#### Instructions to follow:
Reproduce word for word the records from the line containing "For each instance of the music" through the end of the records, including that first line and the final one.
########
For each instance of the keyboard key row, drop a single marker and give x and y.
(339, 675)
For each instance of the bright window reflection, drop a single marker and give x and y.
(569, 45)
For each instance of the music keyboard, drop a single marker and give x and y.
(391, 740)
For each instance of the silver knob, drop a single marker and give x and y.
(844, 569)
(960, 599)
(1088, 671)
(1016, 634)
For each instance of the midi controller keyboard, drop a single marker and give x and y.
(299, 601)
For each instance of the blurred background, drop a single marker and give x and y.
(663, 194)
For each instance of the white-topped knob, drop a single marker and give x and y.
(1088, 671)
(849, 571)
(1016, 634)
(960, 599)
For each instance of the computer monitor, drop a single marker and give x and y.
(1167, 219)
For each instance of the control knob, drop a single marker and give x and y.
########
#### Worked solution:
For each instance of the music keyboard, drop a single marker and give x and y.
(391, 740)
For each instance of the silver knob, drop a single marker and give x and y.
(844, 569)
(960, 599)
(1088, 671)
(1016, 634)
For each instance of the midi controller keyboard, drop a single marker and give x and y.
(299, 601)
For each instance of the blurred background, drop a single marker and give x and y.
(663, 194)
For each instance of the white-topped knob, drop a single marker and give x and y.
(1088, 671)
(849, 571)
(1016, 634)
(960, 599)
For each instance of the computer monitor, drop a single marker and give x and y.
(1167, 219)
For each instance of the control knob, drop a single marker and give x and y.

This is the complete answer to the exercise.